-- Exercise --
Write out the material below again with "Mark that spot" replaced by "Point to that spot" everywhere it occurs and every other word left unchanged, omitting the pictures.

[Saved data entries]
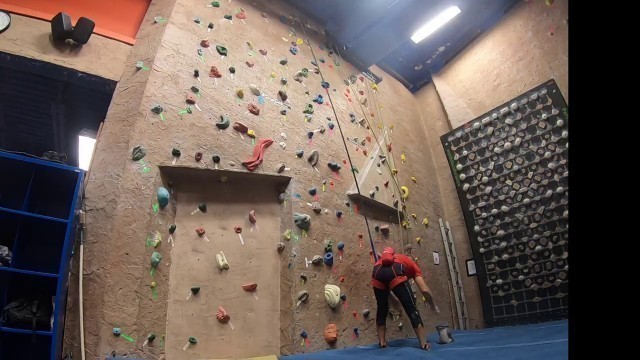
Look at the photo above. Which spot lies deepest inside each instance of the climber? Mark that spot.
(392, 273)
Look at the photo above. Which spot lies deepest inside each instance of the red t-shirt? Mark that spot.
(411, 269)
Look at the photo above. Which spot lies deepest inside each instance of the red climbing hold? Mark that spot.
(258, 154)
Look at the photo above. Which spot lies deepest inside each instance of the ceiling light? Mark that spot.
(435, 23)
(86, 143)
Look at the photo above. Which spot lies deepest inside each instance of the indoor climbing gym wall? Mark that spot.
(204, 263)
(510, 170)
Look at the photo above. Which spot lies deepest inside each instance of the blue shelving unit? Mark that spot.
(38, 203)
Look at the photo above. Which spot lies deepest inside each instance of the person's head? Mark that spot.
(387, 256)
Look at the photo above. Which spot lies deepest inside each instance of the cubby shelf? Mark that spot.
(38, 204)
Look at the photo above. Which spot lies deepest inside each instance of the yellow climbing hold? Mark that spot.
(405, 192)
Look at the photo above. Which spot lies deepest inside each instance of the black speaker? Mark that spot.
(61, 27)
(83, 30)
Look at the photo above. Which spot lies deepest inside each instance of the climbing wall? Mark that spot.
(510, 168)
(182, 116)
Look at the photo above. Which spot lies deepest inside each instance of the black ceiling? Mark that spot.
(377, 32)
(43, 106)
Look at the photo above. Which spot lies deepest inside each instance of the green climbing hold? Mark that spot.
(155, 259)
(221, 50)
(138, 153)
(224, 122)
(163, 197)
(308, 109)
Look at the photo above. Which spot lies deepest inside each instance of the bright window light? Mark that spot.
(86, 143)
(435, 23)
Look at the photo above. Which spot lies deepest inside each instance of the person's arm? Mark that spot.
(426, 292)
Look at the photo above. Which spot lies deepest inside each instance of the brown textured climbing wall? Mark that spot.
(120, 192)
(527, 47)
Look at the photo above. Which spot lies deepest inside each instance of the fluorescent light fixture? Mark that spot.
(86, 143)
(435, 23)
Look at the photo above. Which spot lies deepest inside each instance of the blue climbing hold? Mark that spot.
(328, 259)
(163, 197)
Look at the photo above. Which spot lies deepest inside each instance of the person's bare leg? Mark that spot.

-- The output --
Look at the photo above. Which spot lies deepest inside each instance of the climber? Point to that spot.
(392, 273)
Look at the photo above. Which spot lies deepest inside each instance of the red t-shirt? Point to that spot.
(411, 269)
Look at the photo above. Which spot lies deepest inside each instance of the red climbing hold? Point to that spot.
(258, 154)
Look at the photo above. Which spot lies deepest inside each instance of the ceiling light? Point to that spot.
(435, 23)
(86, 143)
Look at the photo above. Which spot lies deepest inside each instance of the indoor climbing gym wall? Point to that spot.
(204, 263)
(510, 170)
Look at the photo above. Which spot lies deepest inside each instance of the blue shelving unit? Point to that spot.
(38, 203)
Look at the photo above. Which spot lies deepest inside each instance of the person's head? Point to that spot.
(387, 256)
Look at the photo above. Which spot lies deepest inside each instance of the cubby shelf? Point to that spot.
(38, 204)
Look at the photo above. Which spot lies deepest inside each instance of the yellow climbing hold? Point to that spot.
(405, 192)
Look at the photo above. Which spot lies deepest inside each instance of the black speaker? Point to that spot.
(61, 27)
(83, 30)
Look at the photo above. Which spot lies deepest inside each instance of the climbing wall? Point to that spot.
(510, 168)
(182, 116)
Look at the photo above. Which spot lies deepest inside each instance of the black ceiling? Point to that spot.
(377, 32)
(43, 106)
Look at the photo above. Which spot lies deepest inside each instance of the green climbing hold? Point to that spot.
(155, 259)
(221, 50)
(138, 153)
(224, 122)
(163, 197)
(308, 109)
Look at the photo above. Which spot lies deepest inside each instance of the bright window light? Point to that spot.
(86, 143)
(435, 23)
Look at the photo above. Which spot lies deepest inside each instance of the person's arm? Point to that spot.
(426, 292)
Look at the photo above. Which spot lies deepest inside each instance of the brown textured climbing wall? Point to that spot.
(120, 192)
(527, 47)
Look at the photo above. Which spot lies deepest inside each instance of the fluorescent light fixture? Point to that spot.
(86, 143)
(435, 23)
Look at the photo above. Which spot lies deepest inside each instance of the blue climbing hold? Point to that spot.
(328, 259)
(163, 197)
Look at the photo above. Which spot lies deepest inside each instance of the person's bare leg? Point to that spot.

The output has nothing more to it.